▶ **Exercise details**: Print the range of lines that opens with the line containing "One keypoint belongs to every instance. Tag the goat's head" and closes with the last line of the listing. Include both ends; print nothing more.

▶ **Input data**:
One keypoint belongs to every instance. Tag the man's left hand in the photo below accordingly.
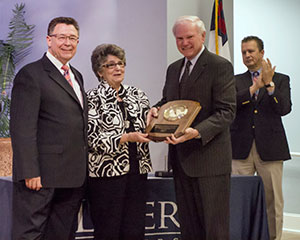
(267, 71)
(189, 133)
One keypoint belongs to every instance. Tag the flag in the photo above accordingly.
(218, 39)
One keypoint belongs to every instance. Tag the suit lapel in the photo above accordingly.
(56, 76)
(195, 74)
(248, 82)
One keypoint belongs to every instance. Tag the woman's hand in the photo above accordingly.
(135, 137)
(153, 113)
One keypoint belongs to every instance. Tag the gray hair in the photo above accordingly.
(193, 19)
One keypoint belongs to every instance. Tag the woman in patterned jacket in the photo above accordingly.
(119, 158)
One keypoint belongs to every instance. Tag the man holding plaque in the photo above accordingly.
(201, 157)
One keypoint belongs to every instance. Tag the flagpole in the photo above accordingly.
(216, 26)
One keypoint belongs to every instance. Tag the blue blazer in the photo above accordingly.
(48, 126)
(260, 119)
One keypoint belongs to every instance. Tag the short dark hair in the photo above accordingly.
(259, 42)
(65, 20)
(100, 53)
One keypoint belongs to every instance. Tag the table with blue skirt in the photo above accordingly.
(248, 218)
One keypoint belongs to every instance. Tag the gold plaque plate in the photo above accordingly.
(173, 118)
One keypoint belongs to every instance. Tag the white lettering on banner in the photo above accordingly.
(163, 214)
(150, 215)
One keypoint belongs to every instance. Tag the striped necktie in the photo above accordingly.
(254, 77)
(184, 79)
(67, 74)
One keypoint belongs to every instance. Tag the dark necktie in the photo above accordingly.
(184, 79)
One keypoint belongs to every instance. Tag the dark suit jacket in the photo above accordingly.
(261, 119)
(48, 126)
(211, 83)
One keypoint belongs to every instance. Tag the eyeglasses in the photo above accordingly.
(62, 38)
(114, 65)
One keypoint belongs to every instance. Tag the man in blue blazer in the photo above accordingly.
(48, 127)
(201, 158)
(259, 143)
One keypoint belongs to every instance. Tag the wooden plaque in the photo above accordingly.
(174, 117)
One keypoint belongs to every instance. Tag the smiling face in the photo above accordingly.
(63, 48)
(115, 75)
(188, 39)
(252, 56)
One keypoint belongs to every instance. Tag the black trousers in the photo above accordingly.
(118, 206)
(203, 205)
(47, 214)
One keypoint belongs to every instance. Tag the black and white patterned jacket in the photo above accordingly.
(107, 157)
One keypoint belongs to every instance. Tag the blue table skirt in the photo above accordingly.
(248, 219)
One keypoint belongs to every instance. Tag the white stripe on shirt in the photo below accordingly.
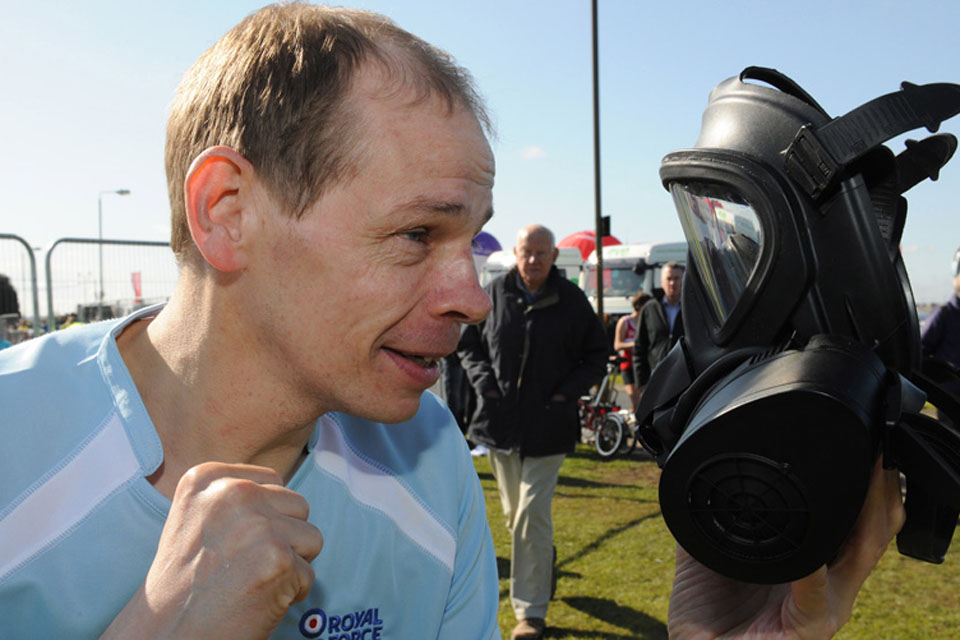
(375, 488)
(105, 463)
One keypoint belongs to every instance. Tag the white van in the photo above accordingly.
(620, 280)
(499, 262)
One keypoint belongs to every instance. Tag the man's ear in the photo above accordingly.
(217, 192)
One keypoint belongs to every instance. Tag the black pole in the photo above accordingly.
(598, 214)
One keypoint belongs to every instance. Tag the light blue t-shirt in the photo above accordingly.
(407, 550)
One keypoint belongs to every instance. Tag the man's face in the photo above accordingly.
(359, 298)
(535, 255)
(670, 280)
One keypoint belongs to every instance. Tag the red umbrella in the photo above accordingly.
(586, 242)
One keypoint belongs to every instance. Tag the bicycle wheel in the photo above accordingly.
(610, 434)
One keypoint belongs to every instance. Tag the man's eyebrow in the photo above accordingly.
(442, 206)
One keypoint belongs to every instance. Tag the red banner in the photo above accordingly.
(137, 289)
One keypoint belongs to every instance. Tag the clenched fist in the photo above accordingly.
(234, 555)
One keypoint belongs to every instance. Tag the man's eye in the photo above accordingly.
(415, 235)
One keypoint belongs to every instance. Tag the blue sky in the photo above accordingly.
(87, 87)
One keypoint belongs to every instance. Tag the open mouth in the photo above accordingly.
(421, 361)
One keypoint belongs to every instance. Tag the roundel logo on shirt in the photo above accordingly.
(313, 622)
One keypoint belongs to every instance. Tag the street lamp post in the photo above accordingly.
(118, 192)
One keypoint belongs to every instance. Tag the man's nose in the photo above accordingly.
(461, 296)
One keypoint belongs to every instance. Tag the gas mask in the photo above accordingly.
(800, 362)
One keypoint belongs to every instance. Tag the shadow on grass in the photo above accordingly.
(636, 623)
(593, 546)
(503, 564)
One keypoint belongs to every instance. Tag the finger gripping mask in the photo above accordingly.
(800, 362)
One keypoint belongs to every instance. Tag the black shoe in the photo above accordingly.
(553, 575)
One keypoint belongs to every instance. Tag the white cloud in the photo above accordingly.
(533, 153)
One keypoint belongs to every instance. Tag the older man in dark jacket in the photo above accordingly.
(537, 352)
(660, 325)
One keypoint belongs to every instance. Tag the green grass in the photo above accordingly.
(615, 559)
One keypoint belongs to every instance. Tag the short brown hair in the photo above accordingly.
(274, 87)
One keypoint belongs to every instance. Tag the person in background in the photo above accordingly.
(660, 325)
(9, 309)
(940, 337)
(538, 351)
(624, 336)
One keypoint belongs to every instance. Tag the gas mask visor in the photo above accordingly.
(724, 239)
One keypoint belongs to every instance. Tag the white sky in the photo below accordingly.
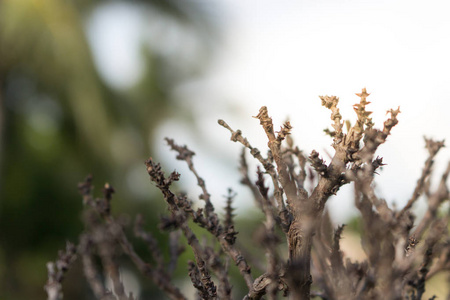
(283, 54)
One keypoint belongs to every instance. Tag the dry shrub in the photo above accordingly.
(402, 254)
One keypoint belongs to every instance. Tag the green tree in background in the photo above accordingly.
(59, 121)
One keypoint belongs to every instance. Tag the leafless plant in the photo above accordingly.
(401, 255)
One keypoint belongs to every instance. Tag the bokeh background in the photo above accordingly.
(94, 87)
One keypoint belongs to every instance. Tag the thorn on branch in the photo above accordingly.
(318, 163)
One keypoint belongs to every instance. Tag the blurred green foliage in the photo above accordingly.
(59, 121)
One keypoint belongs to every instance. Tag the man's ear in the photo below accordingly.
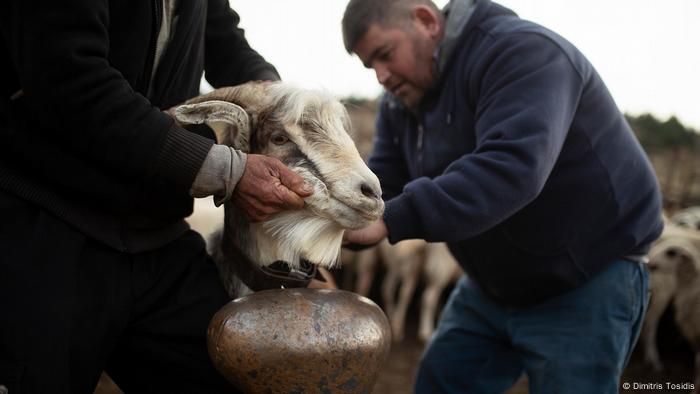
(229, 121)
(427, 20)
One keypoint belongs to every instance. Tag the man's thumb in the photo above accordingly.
(294, 182)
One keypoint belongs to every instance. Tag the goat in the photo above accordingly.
(308, 131)
(675, 246)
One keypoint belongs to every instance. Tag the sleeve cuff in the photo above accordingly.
(182, 156)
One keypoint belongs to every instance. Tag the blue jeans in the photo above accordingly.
(577, 342)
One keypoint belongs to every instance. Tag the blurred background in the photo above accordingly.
(646, 51)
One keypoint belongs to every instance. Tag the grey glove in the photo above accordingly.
(219, 174)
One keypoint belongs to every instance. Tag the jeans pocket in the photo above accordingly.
(11, 378)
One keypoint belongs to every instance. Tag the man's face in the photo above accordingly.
(402, 58)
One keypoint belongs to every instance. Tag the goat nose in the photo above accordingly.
(369, 191)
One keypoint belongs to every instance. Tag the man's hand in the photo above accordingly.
(267, 187)
(370, 235)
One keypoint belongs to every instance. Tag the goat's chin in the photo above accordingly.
(295, 235)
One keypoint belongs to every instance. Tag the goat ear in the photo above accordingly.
(229, 121)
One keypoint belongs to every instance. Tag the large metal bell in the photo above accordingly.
(300, 341)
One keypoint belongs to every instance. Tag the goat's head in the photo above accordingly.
(308, 131)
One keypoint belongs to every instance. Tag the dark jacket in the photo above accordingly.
(520, 160)
(84, 141)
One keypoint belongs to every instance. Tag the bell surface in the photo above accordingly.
(300, 341)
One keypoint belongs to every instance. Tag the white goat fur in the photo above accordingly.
(665, 289)
(318, 148)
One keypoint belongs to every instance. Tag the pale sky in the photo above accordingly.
(647, 51)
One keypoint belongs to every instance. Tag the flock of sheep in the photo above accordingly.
(674, 268)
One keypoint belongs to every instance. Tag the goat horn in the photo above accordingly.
(229, 121)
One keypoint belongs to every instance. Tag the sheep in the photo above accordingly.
(688, 218)
(404, 264)
(687, 300)
(364, 264)
(440, 270)
(308, 131)
(675, 245)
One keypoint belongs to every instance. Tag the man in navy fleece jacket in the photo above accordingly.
(498, 137)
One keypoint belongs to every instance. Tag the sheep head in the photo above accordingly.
(308, 131)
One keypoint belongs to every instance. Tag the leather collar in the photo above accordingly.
(274, 276)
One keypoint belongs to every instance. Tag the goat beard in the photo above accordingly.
(300, 235)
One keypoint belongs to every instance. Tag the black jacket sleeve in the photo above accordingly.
(229, 59)
(82, 104)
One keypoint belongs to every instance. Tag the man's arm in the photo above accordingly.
(60, 54)
(387, 161)
(229, 59)
(529, 93)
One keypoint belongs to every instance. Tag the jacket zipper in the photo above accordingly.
(157, 21)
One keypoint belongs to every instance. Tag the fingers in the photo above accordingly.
(293, 181)
(262, 192)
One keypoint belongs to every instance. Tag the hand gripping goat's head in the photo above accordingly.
(308, 131)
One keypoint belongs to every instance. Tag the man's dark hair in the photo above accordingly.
(361, 14)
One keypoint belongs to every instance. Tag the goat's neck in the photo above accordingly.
(289, 237)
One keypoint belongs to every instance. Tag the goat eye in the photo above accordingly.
(279, 139)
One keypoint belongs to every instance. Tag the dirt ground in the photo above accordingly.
(399, 371)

▶ **Exercise response**:
One keypoint belongs to every instance. Tag the goat's head in the photo above accordingly.
(308, 131)
One keypoint belongs to every instance. Tag the dark jacket in the photo above accordingly.
(520, 160)
(84, 141)
One keypoint belongs to every instance. Tag the bell surface in the photo above accordingly.
(300, 341)
One keypoint belongs to every instance. Tag the white goat fur in the photo above accordingly.
(665, 289)
(318, 148)
One keypoint belongs to every instance. Tag the pale sky in the photo above accordingly.
(647, 51)
One keypoint belongs to every instance. Tag the flock of sheep in the photo above accordingly.
(674, 268)
One keypoint belongs to every instance. Tag the goat horn in the photo above accordingly.
(229, 121)
One keypoint belongs to every instance. Tag the sheep in the photo above accordingly.
(688, 218)
(404, 264)
(687, 300)
(364, 264)
(440, 270)
(308, 131)
(675, 245)
One keypoint belongs to every instance. Tag the man in navy fleece jacket in the photo above accordingly.
(498, 137)
One keypoint belongs to every instance. Tag the sheep head in the photo above accordingly.
(308, 131)
One keypoint belongs to every instance. Tag the leather collar in the photo above accordingly.
(274, 276)
One keypoint belongs to every instance. Tag the goat beard in the photo above accordingly.
(300, 235)
One keypoint belongs to every instance. Tag the black jacket sleeve in the photo above accordingly.
(229, 59)
(82, 104)
One keypoint belongs to every instance. Tag the man's arm in the photo above accordingly.
(60, 54)
(387, 161)
(229, 59)
(529, 93)
One keypoint belongs to every instance. Tag the jacket zipper in the photo above accordingly.
(157, 21)
One keypoint belongs to every instance. Tag the fingers in the photo above accordingly.
(293, 181)
(262, 192)
One keypoint belongs to every instance. Tag the hand gripping goat's head in the photo above accordingly.
(308, 131)
One keypoint belongs to every instance. Tag the man's dark hair in the photo above accordingly.
(361, 14)
One keypoint belongs to every instance. Tag the goat's neck in the photo above accordingly.
(289, 237)
One keypoint belongs to every instance. Tag the goat eye in the photo above accordingly.
(279, 139)
One keypoint belongs to every instance. Tag the dirt ground in the photo above accordingly.
(399, 371)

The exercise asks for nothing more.